- [TASK BRIEF]
From the first line down to the line containing "Target: wet sand", print the records below exactly, leaving every picture out.

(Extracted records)
________
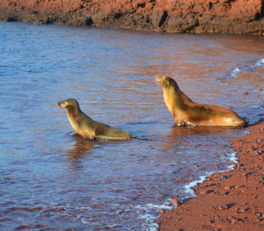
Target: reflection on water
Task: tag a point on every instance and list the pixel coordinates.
(51, 179)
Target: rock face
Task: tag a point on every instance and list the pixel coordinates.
(194, 16)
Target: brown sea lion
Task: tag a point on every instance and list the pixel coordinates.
(186, 112)
(87, 127)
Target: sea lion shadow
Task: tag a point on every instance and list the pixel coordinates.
(200, 130)
(82, 147)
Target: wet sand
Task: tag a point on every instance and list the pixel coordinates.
(231, 200)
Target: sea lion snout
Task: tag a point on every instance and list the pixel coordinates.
(159, 78)
(68, 103)
(63, 104)
(166, 81)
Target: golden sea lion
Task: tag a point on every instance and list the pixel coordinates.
(87, 127)
(187, 112)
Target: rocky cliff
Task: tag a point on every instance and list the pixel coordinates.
(194, 16)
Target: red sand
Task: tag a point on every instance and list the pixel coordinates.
(232, 200)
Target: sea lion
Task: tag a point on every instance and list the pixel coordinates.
(89, 128)
(186, 112)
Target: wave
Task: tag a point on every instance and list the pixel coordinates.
(245, 68)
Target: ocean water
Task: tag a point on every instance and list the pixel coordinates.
(52, 180)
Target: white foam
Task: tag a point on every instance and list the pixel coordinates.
(189, 187)
(149, 220)
(259, 63)
(235, 72)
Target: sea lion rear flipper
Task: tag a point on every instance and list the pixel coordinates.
(108, 138)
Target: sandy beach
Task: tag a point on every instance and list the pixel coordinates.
(231, 200)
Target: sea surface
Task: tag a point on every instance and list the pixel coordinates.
(53, 180)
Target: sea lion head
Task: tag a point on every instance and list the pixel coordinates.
(69, 103)
(166, 82)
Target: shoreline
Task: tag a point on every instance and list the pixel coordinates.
(198, 17)
(229, 200)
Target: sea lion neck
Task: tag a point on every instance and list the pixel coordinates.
(74, 111)
(173, 98)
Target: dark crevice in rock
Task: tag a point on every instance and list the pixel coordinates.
(163, 18)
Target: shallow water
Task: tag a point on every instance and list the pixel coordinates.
(51, 180)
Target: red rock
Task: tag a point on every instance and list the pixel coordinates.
(209, 16)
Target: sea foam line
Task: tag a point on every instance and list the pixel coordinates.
(149, 219)
(246, 68)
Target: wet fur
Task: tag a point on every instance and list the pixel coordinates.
(186, 112)
(89, 128)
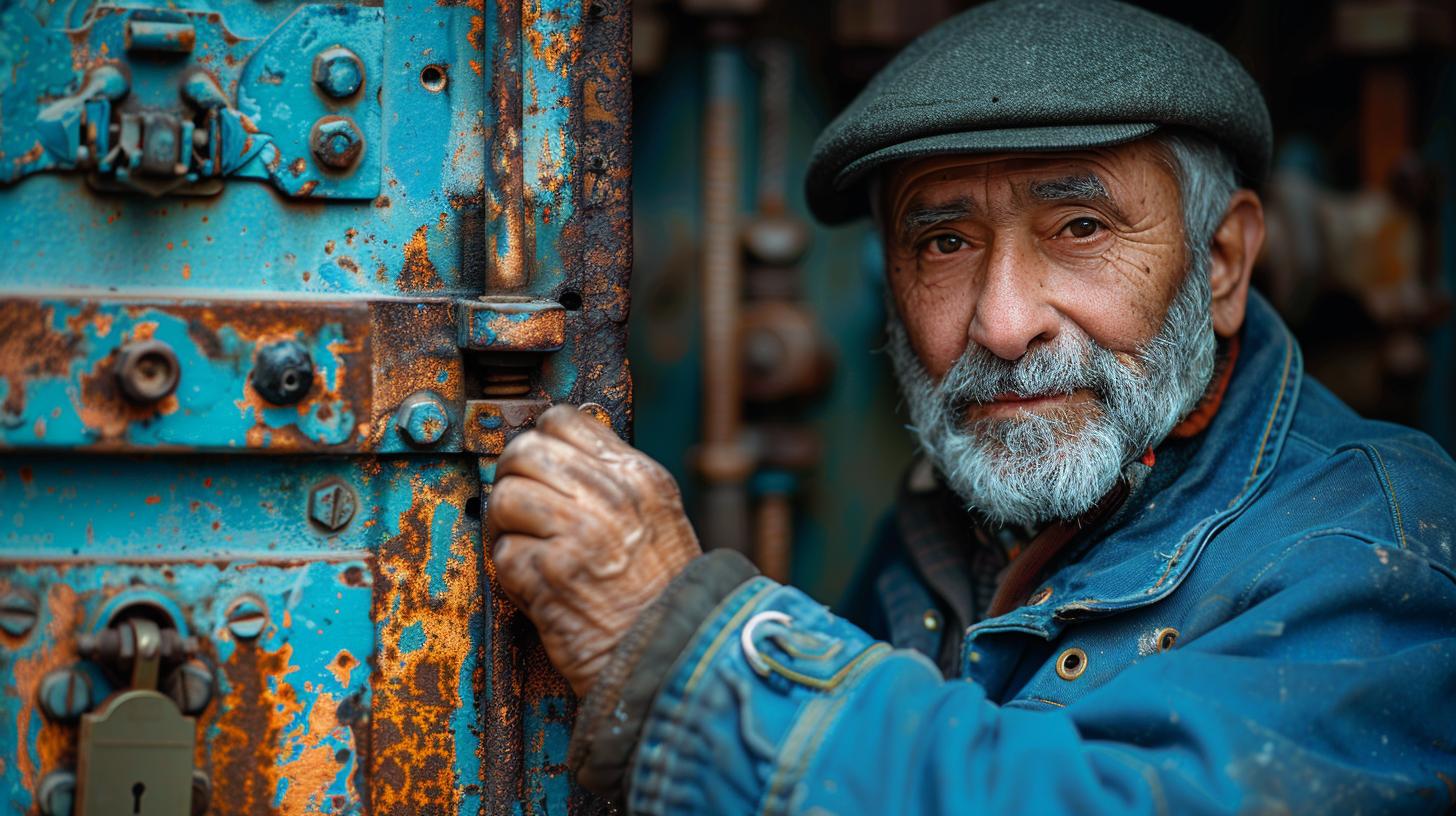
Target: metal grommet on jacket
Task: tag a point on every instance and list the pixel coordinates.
(1165, 638)
(931, 620)
(1070, 663)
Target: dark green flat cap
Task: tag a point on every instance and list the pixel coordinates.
(1034, 76)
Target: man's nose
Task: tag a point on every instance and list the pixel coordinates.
(1012, 311)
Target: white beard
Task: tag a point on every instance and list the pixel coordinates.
(1038, 467)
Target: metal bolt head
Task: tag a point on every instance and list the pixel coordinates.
(246, 620)
(422, 418)
(57, 794)
(337, 142)
(338, 72)
(147, 370)
(331, 504)
(66, 694)
(191, 684)
(18, 612)
(283, 372)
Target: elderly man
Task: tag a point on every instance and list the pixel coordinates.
(1145, 564)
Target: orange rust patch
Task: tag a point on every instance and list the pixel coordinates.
(417, 692)
(31, 348)
(342, 668)
(56, 743)
(420, 273)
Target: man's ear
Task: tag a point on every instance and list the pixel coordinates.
(1235, 245)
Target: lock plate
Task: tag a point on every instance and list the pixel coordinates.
(136, 756)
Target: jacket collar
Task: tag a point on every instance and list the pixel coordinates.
(1148, 548)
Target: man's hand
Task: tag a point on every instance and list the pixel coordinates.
(587, 532)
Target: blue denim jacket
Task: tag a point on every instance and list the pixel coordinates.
(1303, 563)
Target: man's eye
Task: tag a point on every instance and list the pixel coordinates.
(947, 244)
(1082, 228)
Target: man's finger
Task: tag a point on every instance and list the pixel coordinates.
(556, 465)
(519, 504)
(581, 430)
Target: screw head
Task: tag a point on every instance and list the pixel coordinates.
(57, 794)
(18, 612)
(338, 72)
(283, 372)
(66, 694)
(331, 504)
(246, 620)
(147, 370)
(191, 684)
(337, 142)
(422, 418)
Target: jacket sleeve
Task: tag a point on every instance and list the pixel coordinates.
(1328, 685)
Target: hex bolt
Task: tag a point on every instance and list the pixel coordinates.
(331, 504)
(338, 72)
(337, 142)
(422, 418)
(147, 370)
(283, 372)
(18, 612)
(191, 685)
(246, 618)
(57, 794)
(66, 694)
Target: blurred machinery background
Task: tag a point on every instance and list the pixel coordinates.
(756, 331)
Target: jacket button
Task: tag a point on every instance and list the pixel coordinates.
(931, 620)
(1165, 638)
(1070, 663)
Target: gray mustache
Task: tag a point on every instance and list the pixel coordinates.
(1049, 370)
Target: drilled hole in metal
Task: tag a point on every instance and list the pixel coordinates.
(434, 79)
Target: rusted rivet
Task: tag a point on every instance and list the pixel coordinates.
(337, 142)
(422, 418)
(147, 370)
(338, 72)
(66, 694)
(191, 684)
(331, 504)
(57, 794)
(18, 612)
(283, 372)
(246, 618)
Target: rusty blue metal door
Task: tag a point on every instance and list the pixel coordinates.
(278, 284)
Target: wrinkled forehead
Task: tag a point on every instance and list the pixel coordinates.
(970, 182)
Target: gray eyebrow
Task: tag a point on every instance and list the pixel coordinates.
(1070, 188)
(928, 216)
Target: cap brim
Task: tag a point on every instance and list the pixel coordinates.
(1006, 140)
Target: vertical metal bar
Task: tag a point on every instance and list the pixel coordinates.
(722, 462)
(504, 194)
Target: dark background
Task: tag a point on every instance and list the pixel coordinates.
(1360, 258)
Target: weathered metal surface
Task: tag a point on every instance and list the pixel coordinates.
(351, 653)
(194, 104)
(511, 325)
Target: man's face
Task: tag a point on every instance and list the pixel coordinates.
(1047, 328)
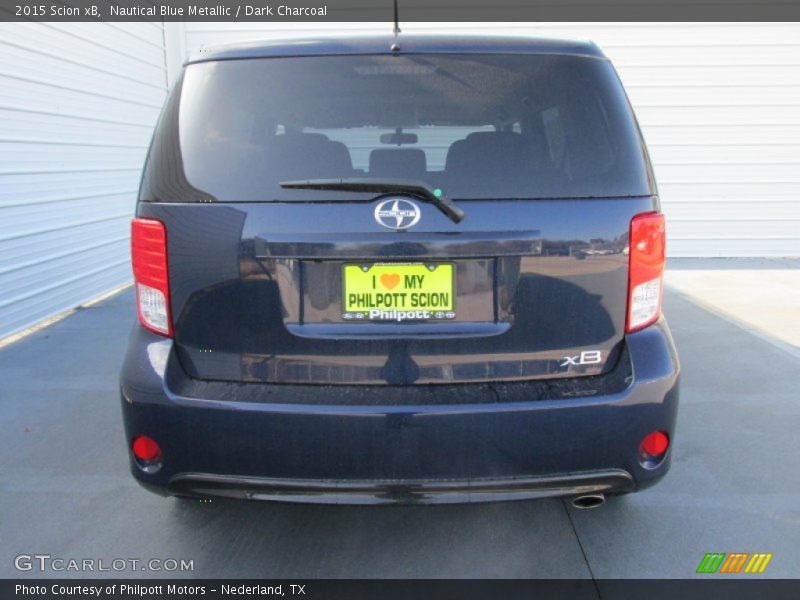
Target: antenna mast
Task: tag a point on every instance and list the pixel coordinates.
(396, 20)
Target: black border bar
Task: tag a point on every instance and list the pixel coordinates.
(392, 589)
(409, 10)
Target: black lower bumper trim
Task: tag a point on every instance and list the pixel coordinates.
(401, 491)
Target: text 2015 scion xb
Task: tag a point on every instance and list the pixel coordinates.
(420, 271)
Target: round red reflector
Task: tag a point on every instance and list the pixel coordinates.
(145, 448)
(655, 443)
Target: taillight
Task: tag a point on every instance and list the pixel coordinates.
(646, 269)
(151, 275)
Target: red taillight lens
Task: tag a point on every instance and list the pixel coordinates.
(655, 444)
(146, 449)
(646, 268)
(151, 274)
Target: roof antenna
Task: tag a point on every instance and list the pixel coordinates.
(395, 47)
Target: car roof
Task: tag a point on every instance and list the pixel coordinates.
(381, 44)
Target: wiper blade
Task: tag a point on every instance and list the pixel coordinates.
(420, 189)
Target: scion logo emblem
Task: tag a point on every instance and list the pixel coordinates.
(397, 213)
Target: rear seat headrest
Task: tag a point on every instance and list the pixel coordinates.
(397, 162)
(308, 156)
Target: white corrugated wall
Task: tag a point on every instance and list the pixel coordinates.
(78, 103)
(719, 105)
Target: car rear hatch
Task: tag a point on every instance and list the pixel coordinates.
(312, 204)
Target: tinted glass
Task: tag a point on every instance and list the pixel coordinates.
(478, 126)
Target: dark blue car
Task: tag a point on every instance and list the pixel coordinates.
(373, 271)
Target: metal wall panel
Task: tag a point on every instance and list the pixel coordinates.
(719, 105)
(78, 103)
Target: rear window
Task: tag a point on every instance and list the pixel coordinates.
(476, 126)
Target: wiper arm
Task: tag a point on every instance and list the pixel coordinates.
(420, 189)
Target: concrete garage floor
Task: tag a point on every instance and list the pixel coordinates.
(734, 485)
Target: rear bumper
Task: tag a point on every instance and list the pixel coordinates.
(496, 449)
(400, 492)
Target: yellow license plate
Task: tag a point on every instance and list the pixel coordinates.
(398, 292)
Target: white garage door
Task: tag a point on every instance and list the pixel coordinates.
(719, 105)
(78, 103)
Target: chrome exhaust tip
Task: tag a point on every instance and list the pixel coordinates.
(588, 500)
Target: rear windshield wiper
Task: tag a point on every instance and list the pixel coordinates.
(420, 189)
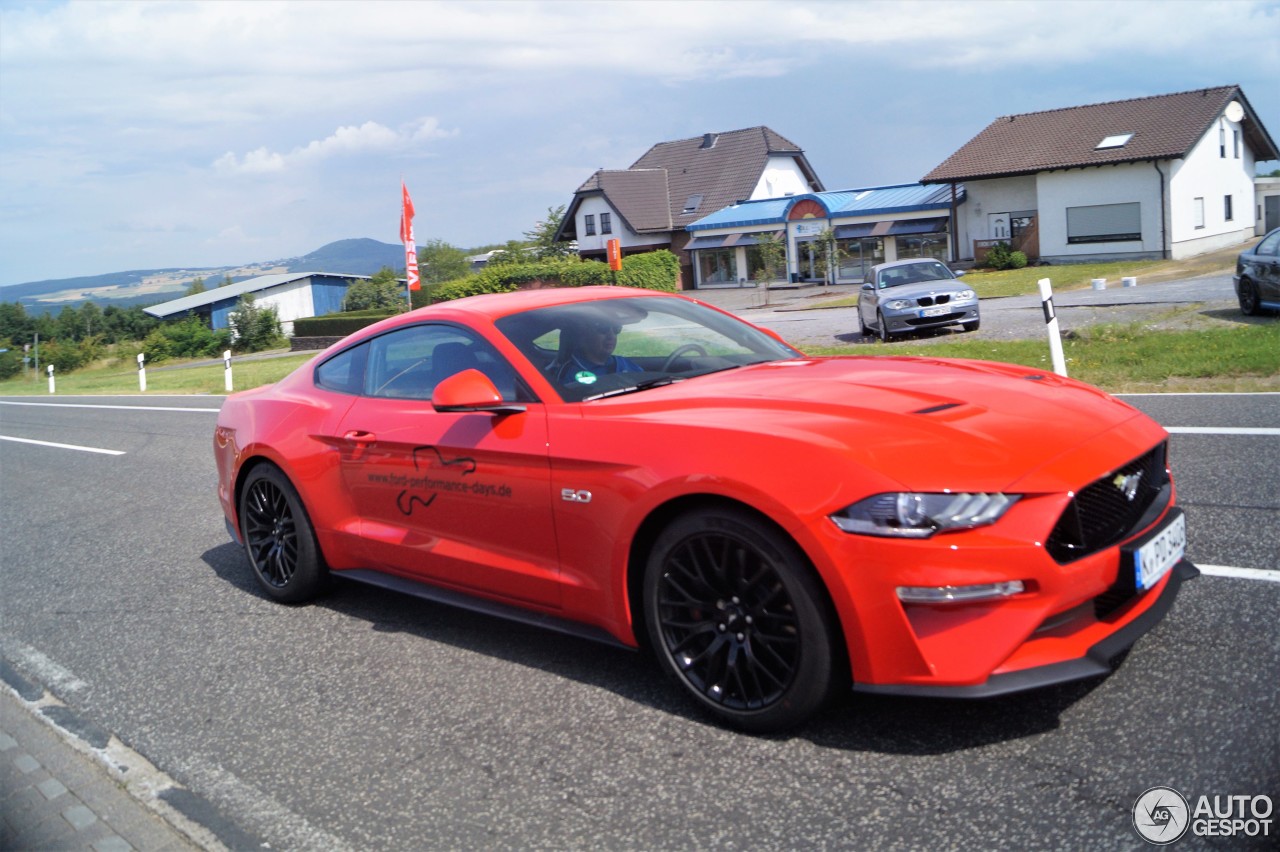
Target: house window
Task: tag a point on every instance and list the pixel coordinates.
(1104, 223)
(717, 266)
(923, 246)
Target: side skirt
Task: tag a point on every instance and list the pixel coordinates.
(462, 600)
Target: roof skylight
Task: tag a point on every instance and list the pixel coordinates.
(1116, 141)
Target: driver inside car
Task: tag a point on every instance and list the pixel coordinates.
(586, 352)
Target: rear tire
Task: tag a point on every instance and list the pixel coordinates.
(278, 537)
(739, 619)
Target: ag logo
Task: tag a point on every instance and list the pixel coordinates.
(1161, 815)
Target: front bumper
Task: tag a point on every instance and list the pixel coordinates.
(912, 321)
(1095, 663)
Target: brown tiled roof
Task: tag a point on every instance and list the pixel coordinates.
(640, 196)
(722, 168)
(1164, 127)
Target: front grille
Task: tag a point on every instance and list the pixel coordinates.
(1110, 508)
(931, 320)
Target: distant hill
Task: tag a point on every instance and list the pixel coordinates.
(155, 285)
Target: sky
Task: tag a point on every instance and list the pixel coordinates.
(197, 134)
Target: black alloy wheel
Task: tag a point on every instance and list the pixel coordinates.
(278, 537)
(739, 619)
(1249, 303)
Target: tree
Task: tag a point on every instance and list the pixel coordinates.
(543, 241)
(438, 261)
(382, 292)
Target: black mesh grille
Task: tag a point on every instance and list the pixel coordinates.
(1104, 513)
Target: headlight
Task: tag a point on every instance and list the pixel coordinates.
(919, 516)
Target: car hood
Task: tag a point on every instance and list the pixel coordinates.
(922, 288)
(928, 424)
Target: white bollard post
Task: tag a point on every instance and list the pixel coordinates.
(1055, 340)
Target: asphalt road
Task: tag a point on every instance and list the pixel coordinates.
(1002, 319)
(374, 720)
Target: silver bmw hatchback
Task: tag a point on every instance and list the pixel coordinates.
(913, 294)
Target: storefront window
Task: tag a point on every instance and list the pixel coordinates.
(859, 255)
(923, 246)
(717, 266)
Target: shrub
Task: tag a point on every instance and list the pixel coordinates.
(1001, 257)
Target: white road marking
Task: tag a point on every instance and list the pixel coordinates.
(74, 447)
(7, 402)
(46, 670)
(1220, 430)
(1240, 573)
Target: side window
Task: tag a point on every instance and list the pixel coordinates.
(1270, 246)
(344, 372)
(408, 363)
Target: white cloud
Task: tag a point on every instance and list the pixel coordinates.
(346, 141)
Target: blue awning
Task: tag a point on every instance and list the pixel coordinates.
(919, 227)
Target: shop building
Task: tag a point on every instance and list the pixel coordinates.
(833, 237)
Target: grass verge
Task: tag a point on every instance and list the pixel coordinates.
(169, 378)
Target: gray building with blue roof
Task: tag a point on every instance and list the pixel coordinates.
(871, 225)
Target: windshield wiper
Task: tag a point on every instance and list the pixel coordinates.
(640, 385)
________
- [PROBLEM SOLUTION]
Target: reflection on water
Task: tag a point on every instance and list the pixel coordinates.
(51, 179)
Target: rock face
Task: tag a point on every instance and list the pixel coordinates.
(194, 16)
Target: brown sea lion
Task: tag a point on every instance and list the pixel coordinates.
(186, 112)
(87, 127)
Target: sea lion shadow
Task: tag a point on every instance and list the pixel coordinates.
(200, 130)
(82, 147)
Target: wet sand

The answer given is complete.